→ Material for the task:

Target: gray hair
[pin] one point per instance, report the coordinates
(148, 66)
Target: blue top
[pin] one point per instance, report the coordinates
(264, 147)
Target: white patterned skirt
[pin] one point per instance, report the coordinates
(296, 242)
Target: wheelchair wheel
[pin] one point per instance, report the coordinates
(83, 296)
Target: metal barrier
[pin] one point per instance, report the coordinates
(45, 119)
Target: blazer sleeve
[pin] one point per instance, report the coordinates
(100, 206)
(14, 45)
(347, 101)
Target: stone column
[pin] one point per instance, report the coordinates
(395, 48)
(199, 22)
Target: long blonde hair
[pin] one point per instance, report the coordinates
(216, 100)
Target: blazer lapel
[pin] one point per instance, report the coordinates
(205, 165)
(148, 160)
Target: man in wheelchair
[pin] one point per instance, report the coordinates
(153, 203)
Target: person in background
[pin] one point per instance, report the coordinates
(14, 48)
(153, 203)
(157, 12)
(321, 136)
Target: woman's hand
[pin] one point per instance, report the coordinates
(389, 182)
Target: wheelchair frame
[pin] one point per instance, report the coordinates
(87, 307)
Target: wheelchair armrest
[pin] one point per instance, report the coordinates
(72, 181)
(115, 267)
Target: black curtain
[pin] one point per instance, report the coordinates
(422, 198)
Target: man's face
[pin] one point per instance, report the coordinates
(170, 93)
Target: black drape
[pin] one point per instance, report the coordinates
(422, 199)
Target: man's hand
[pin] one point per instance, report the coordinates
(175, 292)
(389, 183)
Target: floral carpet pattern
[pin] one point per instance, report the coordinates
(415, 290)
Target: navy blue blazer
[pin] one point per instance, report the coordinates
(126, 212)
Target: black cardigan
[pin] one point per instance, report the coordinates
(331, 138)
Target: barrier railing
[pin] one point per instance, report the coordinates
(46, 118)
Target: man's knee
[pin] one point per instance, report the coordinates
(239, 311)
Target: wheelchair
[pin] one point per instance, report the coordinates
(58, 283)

→ To be done: Can you write out every line above again, swapping "Target" for "Object" wherever it occurs and leaving everything else untouched?

→ Correct response:
Object: gray hair
[pin] one point per instance, report the coordinates
(148, 66)
Object: blue top
[pin] one point per instance, report the coordinates
(264, 147)
Object: white patterned skirt
[pin] one point per instance, report the coordinates
(296, 242)
Object: wheelchair wheel
[pin] one point per instance, report the coordinates
(83, 296)
Object: metal barrier
[pin] one point per instance, report the coordinates
(45, 119)
Object: blazer sleeve
[pin] one point per instance, report the coordinates
(100, 206)
(14, 45)
(347, 101)
Object: stone column
[pin] one point per instance, report the coordinates
(395, 48)
(199, 22)
Object: long blonde hair
[pin] one point per instance, report the coordinates
(216, 100)
Object: blazer lapel
[pin] one point per instance, report the coordinates
(205, 165)
(148, 160)
Object: man in wheelchair
[pin] one point per instance, report the coordinates
(153, 203)
Object: person in background
[pin] one point per instance, report the coordinates
(14, 48)
(153, 203)
(157, 12)
(321, 136)
Object: woman's hand
[pin] one point per instance, report the coordinates
(389, 182)
Object: wheelchair frame
[pin] one point per instance, report the coordinates
(87, 307)
Object: wheelchair armrest
[pin] one point per instance, report the coordinates
(72, 181)
(115, 267)
Object: black curtain
[pin] one point per instance, report the coordinates
(422, 198)
Object: man's face
[pin] one point per instance, report the coordinates
(170, 93)
Object: black drape
[pin] one point per instance, report the coordinates
(422, 199)
Object: man's hand
[pin] one point per instance, report the coordinates
(175, 292)
(389, 183)
Object: floral carpet pattern
[pin] one point per instance, report the coordinates
(415, 290)
Object: navy blue blazer
[pin] one point per instance, report the coordinates
(126, 212)
Object: black cardigan
[pin] one point per instance, report the coordinates
(331, 138)
Object: barrier railing
[pin] one point per instance, report the coordinates
(46, 118)
Object: man's knee
[pin] one point per instance, report the coordinates
(239, 311)
Object: wheelchair
[pin] one point per instance, report the coordinates
(58, 283)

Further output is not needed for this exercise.